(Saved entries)
* * *
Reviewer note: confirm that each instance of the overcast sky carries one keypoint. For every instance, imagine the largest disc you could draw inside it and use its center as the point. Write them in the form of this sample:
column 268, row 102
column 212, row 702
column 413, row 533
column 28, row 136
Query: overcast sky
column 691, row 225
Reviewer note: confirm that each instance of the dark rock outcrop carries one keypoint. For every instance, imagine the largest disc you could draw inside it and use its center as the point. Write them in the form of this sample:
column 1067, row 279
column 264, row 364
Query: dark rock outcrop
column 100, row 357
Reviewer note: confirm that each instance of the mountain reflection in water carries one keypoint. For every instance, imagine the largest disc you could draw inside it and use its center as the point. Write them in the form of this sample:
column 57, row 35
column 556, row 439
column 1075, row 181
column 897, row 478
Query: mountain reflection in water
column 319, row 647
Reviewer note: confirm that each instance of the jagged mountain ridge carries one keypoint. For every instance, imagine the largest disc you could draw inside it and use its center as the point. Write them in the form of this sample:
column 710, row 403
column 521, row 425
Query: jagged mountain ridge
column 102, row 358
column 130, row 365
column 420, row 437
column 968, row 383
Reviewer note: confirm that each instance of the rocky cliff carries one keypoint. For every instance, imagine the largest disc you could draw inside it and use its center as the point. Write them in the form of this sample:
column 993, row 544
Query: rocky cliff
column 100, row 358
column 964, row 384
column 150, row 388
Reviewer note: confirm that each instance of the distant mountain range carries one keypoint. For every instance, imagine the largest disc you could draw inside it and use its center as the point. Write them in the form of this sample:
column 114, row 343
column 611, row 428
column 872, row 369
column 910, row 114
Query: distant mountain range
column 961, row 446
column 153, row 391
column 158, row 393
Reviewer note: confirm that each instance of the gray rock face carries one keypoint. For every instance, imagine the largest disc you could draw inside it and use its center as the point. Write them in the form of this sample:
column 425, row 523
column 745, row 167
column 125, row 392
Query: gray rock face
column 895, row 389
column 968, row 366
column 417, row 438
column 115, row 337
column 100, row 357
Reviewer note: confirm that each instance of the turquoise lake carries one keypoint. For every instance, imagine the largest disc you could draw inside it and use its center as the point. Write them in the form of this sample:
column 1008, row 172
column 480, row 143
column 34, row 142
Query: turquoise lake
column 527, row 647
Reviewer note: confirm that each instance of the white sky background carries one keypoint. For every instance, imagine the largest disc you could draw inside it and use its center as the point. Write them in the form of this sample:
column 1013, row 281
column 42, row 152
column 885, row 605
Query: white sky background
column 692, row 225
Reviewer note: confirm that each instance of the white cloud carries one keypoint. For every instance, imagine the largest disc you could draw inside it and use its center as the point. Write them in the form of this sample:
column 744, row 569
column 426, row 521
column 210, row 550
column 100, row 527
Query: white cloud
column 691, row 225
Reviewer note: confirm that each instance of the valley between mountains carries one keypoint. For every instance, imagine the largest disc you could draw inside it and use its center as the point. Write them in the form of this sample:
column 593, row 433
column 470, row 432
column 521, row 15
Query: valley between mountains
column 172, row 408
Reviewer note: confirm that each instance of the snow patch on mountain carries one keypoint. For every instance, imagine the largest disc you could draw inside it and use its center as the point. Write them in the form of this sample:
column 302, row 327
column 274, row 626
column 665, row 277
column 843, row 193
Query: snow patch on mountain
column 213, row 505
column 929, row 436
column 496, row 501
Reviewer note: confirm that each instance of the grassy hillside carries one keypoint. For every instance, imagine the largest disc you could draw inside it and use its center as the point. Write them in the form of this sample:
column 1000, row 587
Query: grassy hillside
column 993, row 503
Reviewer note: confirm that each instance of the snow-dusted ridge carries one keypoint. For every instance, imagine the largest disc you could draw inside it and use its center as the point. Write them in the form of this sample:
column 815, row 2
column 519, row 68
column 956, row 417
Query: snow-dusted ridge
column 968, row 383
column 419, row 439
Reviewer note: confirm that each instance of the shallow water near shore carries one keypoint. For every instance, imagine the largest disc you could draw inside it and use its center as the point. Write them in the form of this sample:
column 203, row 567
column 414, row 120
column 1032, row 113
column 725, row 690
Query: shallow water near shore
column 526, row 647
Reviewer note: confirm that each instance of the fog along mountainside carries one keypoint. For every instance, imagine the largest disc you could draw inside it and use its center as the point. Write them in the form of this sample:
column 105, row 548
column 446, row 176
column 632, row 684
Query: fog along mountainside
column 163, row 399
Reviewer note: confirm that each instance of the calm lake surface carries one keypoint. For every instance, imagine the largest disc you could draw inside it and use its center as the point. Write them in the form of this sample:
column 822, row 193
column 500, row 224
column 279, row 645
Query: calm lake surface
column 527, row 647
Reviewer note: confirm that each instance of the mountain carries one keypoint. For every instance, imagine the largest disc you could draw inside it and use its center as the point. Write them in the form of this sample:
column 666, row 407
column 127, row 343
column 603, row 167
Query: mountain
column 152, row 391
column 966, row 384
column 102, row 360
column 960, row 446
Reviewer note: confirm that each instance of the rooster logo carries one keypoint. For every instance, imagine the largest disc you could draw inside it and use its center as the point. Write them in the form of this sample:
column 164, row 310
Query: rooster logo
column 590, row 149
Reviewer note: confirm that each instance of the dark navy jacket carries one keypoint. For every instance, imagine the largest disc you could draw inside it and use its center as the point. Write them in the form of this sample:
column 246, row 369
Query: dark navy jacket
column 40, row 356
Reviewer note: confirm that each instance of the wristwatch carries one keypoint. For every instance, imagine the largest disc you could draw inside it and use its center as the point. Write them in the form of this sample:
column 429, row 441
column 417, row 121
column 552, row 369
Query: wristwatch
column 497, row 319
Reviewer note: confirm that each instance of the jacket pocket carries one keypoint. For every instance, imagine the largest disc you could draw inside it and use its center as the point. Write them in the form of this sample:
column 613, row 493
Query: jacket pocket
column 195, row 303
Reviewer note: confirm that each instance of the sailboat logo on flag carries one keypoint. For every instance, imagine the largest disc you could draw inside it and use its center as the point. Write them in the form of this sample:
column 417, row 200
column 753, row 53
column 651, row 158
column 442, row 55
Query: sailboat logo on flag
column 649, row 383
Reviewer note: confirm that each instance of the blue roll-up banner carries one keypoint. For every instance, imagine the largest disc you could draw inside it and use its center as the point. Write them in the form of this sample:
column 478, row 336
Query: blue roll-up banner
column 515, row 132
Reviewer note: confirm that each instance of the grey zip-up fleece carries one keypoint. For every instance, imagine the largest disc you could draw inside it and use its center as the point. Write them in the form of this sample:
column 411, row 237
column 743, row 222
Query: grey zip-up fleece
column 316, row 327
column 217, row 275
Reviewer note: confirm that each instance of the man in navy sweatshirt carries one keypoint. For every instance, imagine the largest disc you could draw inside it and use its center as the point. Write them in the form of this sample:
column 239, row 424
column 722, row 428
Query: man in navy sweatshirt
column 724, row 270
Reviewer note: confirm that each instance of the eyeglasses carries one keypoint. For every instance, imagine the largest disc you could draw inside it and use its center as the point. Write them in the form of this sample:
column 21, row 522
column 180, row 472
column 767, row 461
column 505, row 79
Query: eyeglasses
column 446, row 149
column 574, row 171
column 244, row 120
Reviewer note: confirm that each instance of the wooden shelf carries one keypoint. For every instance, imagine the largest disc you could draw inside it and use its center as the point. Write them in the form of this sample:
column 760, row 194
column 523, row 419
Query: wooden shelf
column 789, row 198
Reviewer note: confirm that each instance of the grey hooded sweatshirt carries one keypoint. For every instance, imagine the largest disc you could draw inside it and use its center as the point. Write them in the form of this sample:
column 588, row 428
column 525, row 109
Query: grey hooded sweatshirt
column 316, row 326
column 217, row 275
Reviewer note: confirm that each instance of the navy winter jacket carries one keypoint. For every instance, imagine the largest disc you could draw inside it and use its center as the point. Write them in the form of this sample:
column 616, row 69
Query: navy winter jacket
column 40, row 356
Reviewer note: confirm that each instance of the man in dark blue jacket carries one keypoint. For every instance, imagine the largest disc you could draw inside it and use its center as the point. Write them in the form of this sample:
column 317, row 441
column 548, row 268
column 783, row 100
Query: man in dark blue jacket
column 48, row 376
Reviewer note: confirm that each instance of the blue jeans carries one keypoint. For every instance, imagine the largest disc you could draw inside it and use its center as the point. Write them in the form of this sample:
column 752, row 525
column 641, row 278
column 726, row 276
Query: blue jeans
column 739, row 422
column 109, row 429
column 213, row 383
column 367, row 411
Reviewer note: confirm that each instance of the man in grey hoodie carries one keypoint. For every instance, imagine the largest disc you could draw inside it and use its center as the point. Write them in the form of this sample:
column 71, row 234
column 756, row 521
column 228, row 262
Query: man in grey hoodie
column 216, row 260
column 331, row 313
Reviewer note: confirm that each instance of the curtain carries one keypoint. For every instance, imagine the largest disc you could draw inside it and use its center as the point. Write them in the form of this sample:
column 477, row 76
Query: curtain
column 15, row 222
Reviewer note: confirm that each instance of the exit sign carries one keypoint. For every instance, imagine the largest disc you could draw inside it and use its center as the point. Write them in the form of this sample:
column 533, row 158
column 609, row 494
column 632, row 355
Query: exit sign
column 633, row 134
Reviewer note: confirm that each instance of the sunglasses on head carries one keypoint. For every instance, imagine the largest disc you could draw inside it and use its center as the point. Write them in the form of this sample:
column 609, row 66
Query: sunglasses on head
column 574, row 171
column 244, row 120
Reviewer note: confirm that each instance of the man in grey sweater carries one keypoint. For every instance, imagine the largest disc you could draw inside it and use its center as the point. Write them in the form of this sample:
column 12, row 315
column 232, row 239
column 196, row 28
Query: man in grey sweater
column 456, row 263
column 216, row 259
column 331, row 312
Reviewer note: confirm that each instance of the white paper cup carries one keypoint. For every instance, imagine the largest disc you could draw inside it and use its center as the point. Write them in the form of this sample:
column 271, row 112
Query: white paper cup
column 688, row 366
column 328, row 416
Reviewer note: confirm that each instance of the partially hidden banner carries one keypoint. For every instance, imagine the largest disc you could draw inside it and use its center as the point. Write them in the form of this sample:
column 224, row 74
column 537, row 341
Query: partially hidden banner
* * *
▶ [Brief] Working from the entries above, return all lines that contain "partially".

▶ [Output for this exercise]
Reviewer note: confirm that each instance of the partially hidden banner carries one keypoint. For every instance, imagine the largest disc you could draw inside it and use its center as the point. Write them in the form of this sample:
Query: partially hidden banner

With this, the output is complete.